* [Goal] Rewrite the entries from the line containing "Can you see the road?" through the end of the entries, and nothing else. Keep the requests as they are, but multiply every coordinate in the answers by 1.05 and round each to a whole number, with halves going up.

───── Supplied material ─────

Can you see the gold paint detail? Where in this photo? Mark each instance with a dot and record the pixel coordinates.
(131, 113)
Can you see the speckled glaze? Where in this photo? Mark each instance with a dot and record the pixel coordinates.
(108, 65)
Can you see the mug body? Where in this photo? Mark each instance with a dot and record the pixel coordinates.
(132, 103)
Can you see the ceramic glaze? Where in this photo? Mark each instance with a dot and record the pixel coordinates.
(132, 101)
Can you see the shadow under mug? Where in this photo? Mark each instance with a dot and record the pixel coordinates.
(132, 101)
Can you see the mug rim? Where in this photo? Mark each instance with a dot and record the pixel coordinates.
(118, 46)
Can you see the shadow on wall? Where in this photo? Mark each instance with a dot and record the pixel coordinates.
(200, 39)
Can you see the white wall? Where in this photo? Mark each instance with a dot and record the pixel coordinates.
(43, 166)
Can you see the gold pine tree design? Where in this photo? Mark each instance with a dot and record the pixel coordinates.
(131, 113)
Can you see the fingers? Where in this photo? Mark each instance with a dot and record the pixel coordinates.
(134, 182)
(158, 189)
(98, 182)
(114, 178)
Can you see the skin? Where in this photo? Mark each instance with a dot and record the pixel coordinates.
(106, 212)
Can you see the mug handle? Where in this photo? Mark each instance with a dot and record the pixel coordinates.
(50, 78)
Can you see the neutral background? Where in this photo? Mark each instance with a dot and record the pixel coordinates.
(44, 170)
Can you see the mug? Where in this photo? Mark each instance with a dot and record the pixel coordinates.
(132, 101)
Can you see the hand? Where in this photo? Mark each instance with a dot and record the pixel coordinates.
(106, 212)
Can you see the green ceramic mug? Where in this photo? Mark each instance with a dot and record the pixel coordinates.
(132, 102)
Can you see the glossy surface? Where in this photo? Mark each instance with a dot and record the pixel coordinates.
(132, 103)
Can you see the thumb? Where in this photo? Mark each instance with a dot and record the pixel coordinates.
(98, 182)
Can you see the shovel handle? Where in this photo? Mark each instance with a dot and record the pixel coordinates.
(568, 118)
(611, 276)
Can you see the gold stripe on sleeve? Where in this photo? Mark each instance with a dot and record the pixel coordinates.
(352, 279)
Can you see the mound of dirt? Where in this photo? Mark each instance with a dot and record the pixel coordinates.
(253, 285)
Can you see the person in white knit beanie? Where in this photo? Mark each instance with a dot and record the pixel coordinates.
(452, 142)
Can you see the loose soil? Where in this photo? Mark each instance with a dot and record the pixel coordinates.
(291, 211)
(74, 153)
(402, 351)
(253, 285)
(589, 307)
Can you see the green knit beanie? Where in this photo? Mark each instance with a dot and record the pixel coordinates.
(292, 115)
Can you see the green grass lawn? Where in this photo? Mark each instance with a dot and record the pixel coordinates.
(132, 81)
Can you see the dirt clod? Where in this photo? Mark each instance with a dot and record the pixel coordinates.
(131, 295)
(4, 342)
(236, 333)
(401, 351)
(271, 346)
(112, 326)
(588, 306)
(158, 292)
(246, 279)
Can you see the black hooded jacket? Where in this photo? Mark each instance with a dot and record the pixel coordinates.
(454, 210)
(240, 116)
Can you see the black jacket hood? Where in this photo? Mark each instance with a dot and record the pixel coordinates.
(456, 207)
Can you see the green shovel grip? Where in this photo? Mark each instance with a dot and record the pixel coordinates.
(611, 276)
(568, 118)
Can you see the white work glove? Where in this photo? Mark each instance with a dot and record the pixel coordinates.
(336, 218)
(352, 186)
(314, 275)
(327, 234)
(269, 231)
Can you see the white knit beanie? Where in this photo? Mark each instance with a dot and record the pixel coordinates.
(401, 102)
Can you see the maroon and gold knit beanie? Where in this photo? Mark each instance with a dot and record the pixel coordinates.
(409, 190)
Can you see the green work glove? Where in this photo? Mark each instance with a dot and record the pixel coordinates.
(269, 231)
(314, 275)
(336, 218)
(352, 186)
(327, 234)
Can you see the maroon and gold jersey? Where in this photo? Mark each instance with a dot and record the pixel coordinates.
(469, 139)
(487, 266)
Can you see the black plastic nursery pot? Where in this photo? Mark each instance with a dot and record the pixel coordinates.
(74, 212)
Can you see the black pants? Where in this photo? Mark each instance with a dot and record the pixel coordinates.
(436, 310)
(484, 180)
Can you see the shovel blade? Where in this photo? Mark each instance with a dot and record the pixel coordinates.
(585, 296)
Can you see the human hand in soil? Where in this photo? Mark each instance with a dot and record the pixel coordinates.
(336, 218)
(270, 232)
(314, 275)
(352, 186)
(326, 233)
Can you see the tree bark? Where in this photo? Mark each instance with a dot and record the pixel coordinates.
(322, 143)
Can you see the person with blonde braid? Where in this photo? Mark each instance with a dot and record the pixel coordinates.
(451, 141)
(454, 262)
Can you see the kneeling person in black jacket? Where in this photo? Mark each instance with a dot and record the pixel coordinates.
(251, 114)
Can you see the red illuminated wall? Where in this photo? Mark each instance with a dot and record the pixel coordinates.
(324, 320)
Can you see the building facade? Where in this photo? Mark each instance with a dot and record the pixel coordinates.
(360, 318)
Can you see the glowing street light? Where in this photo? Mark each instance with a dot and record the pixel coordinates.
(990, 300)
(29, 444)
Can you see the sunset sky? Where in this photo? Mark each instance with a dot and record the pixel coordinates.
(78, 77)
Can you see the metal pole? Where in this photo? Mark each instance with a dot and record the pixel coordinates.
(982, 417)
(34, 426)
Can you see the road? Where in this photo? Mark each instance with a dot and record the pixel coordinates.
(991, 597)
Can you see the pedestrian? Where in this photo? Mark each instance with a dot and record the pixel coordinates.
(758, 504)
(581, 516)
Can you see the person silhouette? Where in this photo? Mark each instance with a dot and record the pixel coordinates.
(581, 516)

─────

* [Task result]
Can you see the road? Where in this photo? Mark each instance with a dot and record the pixel coordinates.
(1041, 627)
Can you see the pedestrian? Where in this photo? Mark each instance with a dot and record the pixel coordinates.
(796, 529)
(610, 542)
Can you see the person silhouette? Where in this photo? Mark each instance with a dot and record the pixel coordinates.
(610, 542)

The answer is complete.